_SHORT PROBLEM_
From the records below, copy out every line that contains the string "side".

_RECORD SET_
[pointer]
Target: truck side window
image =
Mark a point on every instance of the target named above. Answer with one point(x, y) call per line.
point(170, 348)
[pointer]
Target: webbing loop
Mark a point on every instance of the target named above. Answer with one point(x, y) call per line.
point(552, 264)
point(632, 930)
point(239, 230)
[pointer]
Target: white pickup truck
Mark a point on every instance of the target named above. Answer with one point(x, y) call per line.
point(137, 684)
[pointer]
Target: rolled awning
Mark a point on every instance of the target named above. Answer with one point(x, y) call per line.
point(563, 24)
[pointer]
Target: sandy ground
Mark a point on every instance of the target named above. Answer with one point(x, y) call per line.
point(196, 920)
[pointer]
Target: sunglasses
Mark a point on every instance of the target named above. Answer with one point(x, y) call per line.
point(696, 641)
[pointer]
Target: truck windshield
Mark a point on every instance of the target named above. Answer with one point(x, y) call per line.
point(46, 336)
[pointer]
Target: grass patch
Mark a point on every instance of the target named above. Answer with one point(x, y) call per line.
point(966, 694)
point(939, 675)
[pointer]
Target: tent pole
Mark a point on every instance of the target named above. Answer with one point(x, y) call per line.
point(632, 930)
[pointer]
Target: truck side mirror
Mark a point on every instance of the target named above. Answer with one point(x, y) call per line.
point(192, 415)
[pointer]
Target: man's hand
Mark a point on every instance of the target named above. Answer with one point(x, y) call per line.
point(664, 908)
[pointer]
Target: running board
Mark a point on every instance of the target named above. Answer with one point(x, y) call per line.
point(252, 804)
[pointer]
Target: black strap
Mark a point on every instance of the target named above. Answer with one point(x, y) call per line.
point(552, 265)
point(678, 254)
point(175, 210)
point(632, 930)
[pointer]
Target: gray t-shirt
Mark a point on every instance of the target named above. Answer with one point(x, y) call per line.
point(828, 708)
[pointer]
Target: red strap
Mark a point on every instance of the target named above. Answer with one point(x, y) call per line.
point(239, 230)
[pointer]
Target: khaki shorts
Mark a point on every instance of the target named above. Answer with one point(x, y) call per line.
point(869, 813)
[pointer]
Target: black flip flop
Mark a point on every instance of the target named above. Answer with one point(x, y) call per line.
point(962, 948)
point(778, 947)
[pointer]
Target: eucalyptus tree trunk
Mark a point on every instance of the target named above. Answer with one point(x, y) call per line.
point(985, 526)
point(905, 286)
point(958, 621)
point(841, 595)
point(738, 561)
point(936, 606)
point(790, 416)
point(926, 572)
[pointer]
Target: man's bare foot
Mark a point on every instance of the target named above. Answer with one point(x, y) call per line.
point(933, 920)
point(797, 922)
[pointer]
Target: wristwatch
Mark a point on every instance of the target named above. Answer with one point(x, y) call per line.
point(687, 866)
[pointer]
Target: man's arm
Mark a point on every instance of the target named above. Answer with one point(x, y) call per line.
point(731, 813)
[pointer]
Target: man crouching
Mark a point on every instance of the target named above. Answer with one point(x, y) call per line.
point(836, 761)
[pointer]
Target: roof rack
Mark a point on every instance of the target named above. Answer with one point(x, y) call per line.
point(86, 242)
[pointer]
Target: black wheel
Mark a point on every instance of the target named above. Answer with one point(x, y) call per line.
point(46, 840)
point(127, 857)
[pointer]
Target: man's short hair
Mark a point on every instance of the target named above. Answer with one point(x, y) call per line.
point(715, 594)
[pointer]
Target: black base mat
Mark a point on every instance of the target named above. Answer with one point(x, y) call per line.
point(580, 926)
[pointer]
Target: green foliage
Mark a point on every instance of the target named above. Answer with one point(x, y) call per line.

_SOLVED PROBLEM_
Target: truck side window
Target: truck side mirror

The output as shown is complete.